### EXTRACT
Side effects of central blocks (spinals or Epidurals)
hypotension if sympathetic block (this can lead to N&V), post-dural puncture headache (worse with bigger needles and in the young), high blocks can effect the limbs and breathing,
Contraindications of central blocks
hypovolaemia, sepsis, LA allergy, advanced CVS disease, INR>1.5, care should be taken if there is previous major spinal surgery or CNS disease
Treatment of Malignant hyperthermia (MH)
100% oxygen, removal of trigger, active cooling and 1mg/kg (up to 10mg/kg) IV dantrolene. mortality is reduced from 80% to 5%.
Dantrolene
A skeletal muscle relaxant which prevents Ca release from the sacroplasmic reticulum.
Investigations for MH
a muscle biopsy should be taken and exposed to caffeine and halothane (contracture test). patients identified from this test should wear a medic alert bracelet.
######
## WHAT TO WORK ON
1. Name every step in the treatment of malignant hyperthermia given in the anesthesia notes.
2. Swap "sepsis" for "infection" in the anesthesia notes, then write out everything from "Side effects of" down to "Malignant hyperthermia (MH)".
### DATASET EXTRACT
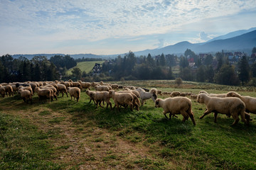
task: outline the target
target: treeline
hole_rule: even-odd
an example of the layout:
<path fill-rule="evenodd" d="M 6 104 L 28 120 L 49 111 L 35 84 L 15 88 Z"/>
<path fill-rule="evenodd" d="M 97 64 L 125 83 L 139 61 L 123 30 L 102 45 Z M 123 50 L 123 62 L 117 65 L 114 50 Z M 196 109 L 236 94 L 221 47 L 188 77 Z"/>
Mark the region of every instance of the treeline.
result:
######
## ANSWER LIST
1. 100% oxygen, removal of the trigger, active cooling, and IV dantrolene at 1mg/kg (up to 10mg/kg).

2.
Side effects of central blocks (spinals or Epidurals)
hypotension if sympathetic block (this can lead to N&V), post-dural puncture headache (worse with bigger needles and in the young), high blocks can effect the limbs and breathing,
Contraindications of central blocks
hypovolaemia, infection, LA allergy, advanced CVS disease, INR>1.5, care should be taken if there is previous major spinal surgery or CNS disease
Treatment of Malignant hyperthermia (MH)